- **DATA EXTRACT**

..............................

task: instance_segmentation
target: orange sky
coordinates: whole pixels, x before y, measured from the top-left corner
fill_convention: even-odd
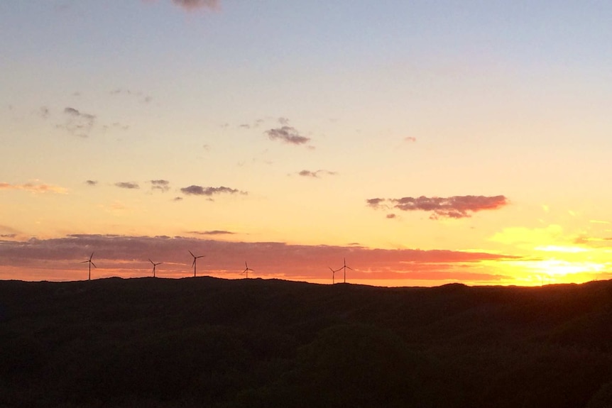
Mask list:
[[[0,279],[609,279],[611,11],[4,2]]]

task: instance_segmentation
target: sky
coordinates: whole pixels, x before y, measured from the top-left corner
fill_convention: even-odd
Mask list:
[[[611,21],[596,0],[1,1],[0,280],[85,280],[92,253],[92,279],[188,277],[190,251],[226,279],[610,279]]]

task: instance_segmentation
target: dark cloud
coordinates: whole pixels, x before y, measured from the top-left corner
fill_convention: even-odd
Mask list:
[[[471,213],[483,210],[498,209],[508,205],[503,196],[454,196],[451,197],[403,197],[400,199],[370,199],[367,205],[375,209],[394,208],[401,211],[431,212],[432,219],[439,218],[461,219],[471,216]]]
[[[278,139],[292,145],[303,145],[310,141],[310,138],[300,135],[295,128],[287,126],[266,131],[266,134],[271,140]]]
[[[197,185],[191,185],[188,187],[183,187],[180,189],[180,191],[187,195],[195,195],[195,196],[208,196],[210,197],[213,194],[236,194],[236,193],[241,193],[246,194],[243,192],[240,192],[236,189],[231,189],[229,187],[204,187],[202,186]]]
[[[310,170],[302,170],[298,172],[297,175],[305,177],[313,177],[313,178],[319,178],[320,175],[327,175],[330,176],[336,175],[336,172],[330,172],[329,170],[317,170],[317,171],[310,171]]]
[[[151,189],[165,192],[170,189],[170,182],[168,180],[151,180]]]
[[[196,235],[234,235],[236,233],[231,232],[231,231],[222,231],[215,229],[213,231],[190,231],[189,233],[194,233]]]
[[[138,183],[133,183],[131,182],[116,182],[115,183],[115,185],[121,189],[136,189],[141,188]]]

..............................

- **WHAT NEEDS TO BE DONE**
Copy all of the lines above word for word, and leave the pictures out of your copy.

- **RESPONSE BELOW**
task: instance_segmentation
target: orange sky
coordinates: whole pixels, x before y, measured from the top-left corner
fill_convention: even-odd
Mask list:
[[[0,279],[609,279],[611,11],[4,2]]]

task: instance_segmentation
target: sky
coordinates: whole pixels, x before y, measured from the top-left corner
fill_convention: even-odd
Mask list:
[[[611,21],[596,0],[1,1],[0,280],[85,280],[92,253],[92,279],[188,277],[190,251],[226,279],[610,279]]]

task: instance_segmentation
target: dark cloud
coordinates: whole pixels, x before y, measured from the top-left corner
fill_convention: even-odd
Mask list:
[[[471,213],[483,210],[498,209],[508,205],[503,196],[454,196],[451,197],[403,197],[400,199],[370,199],[367,205],[375,209],[394,208],[401,211],[431,212],[432,219],[439,218],[461,219],[471,216]]]
[[[278,139],[292,145],[303,145],[310,141],[310,138],[300,135],[295,128],[287,126],[266,131],[266,134],[271,140]]]
[[[197,185],[191,185],[188,187],[183,187],[180,189],[180,191],[187,195],[195,195],[195,196],[208,196],[210,197],[213,194],[236,194],[236,193],[241,193],[246,194],[243,192],[240,192],[236,189],[231,189],[229,187],[204,187],[202,186]]]
[[[310,170],[302,170],[298,172],[297,175],[305,177],[313,177],[313,178],[319,178],[320,175],[327,175],[330,176],[336,175],[336,172],[330,172],[329,170],[317,170],[317,171],[310,171]]]
[[[151,189],[165,192],[170,189],[170,182],[168,180],[151,180]]]
[[[196,235],[234,235],[236,233],[231,232],[231,231],[222,231],[215,229],[213,231],[190,231],[189,233],[194,233]]]
[[[138,183],[133,183],[131,182],[116,182],[115,183],[115,185],[121,189],[136,189],[141,188]]]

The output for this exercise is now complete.